*** Opening of PAGE EXTRACT ***
In 5 cases the PM was double (Fig. 4), i.e. 2 completely independent muscles. The “piriformis superior” proximal attachment was near the posterior inferior iliac spine, and the distal attachment in the lateral part of the top of the greater trochanter. The “piriformis inferior” proximal attachment was at the gluteal surface of the ileum near the margin of the greater sciatic notch, and the distal attachment was on the top of the greater trochanter (Fig. 9).

Figure 9. Double piriformis muscle. Type 4 of relationship between piriformis muscle and sciatic nerve. CFM — common fibular nerve; GT — greater trochanter of the femur; PM1 — first piriformis muscle; PM2 — the second piriformis muscle; PT1 — tendon of the first piriformis muscle; PT2 — tendon of the second piriformis muscle; STL — sacrotuberal ligament; TN — tibial nerve.

In one case, a muscular slip was present in which the proximal attachment was near the posterior inferior iliac spine, and the distal part was fused with the gluteus minimus muscle (Fig. 10).

Figure 10. Muscular slip of the piriformis muscle. GM — gluteus minimus; GMa — glutes maximus; GT — greater trochanter of the femur; MS — muscular slip of the piriformis muscle; PM — piriformis muscle; PT — piriformis tendon; SN — sciatic nerve.

Relationship between the PM and the SN:
1. Type 1 – The SN ran below the PM. This type was found in 102 cases – (85%; 47 F, 55 M; 51 R, 51 L) – Fig. 4
2. Type 2 – The common fibular nerve exited superior to the PM, and the tibial nerve passed inferior to it. This type was found in 10 cases – (8.3%; 6 F, 4 M; 4 R, 6L) – Fig. 11.
*** Close of PAGE EXTRACT ***
*** Opening of EXTRACTED DATA ***
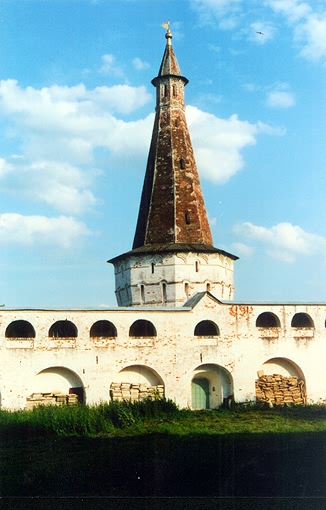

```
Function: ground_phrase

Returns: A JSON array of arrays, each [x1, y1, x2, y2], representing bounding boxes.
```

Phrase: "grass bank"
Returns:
[[0, 401, 326, 498], [0, 399, 326, 437]]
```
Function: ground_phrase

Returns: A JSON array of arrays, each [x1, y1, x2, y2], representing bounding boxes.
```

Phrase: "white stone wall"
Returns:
[[115, 253, 234, 307], [0, 294, 326, 409]]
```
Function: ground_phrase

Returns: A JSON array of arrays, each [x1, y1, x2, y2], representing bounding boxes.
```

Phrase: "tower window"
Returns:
[[162, 282, 167, 303], [140, 285, 145, 303]]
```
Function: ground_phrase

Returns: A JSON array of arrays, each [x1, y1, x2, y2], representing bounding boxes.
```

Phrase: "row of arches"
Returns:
[[5, 319, 220, 338], [256, 312, 314, 328], [24, 358, 305, 409], [5, 312, 318, 338]]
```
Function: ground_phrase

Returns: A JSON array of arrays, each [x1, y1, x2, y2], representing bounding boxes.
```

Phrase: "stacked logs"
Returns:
[[256, 371, 306, 406], [110, 382, 164, 402], [25, 393, 78, 410]]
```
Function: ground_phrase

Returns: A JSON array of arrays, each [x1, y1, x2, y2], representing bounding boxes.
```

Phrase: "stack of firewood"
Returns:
[[110, 382, 164, 402], [25, 393, 78, 409], [256, 372, 306, 405]]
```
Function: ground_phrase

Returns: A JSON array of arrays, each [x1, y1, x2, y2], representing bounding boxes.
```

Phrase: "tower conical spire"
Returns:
[[109, 29, 238, 307], [133, 27, 213, 249]]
*** Close of EXTRACTED DATA ***
◆ PROBLEM DESCRIPTION
Edit the piriformis text between "Relationship between the" and "6L) – Fig. 11.", inclusive, replacing "common fibular nerve" with "common peroneal nerve". The lines aren't needed for this.

◆ TASK RESULT
Relationship between the PM and the SN:
1. Type 1 – The SN ran below the PM. This type was found in 102 cases – (85%; 47 F, 55 M; 51 R, 51 L) – Fig. 4
2. Type 2 – The common peroneal nerve exited superior to the PM, and the tibial nerve passed inferior to it. This type was found in 10 cases – (8.3%; 6 F, 4 M; 4 R, 6L) – Fig. 11.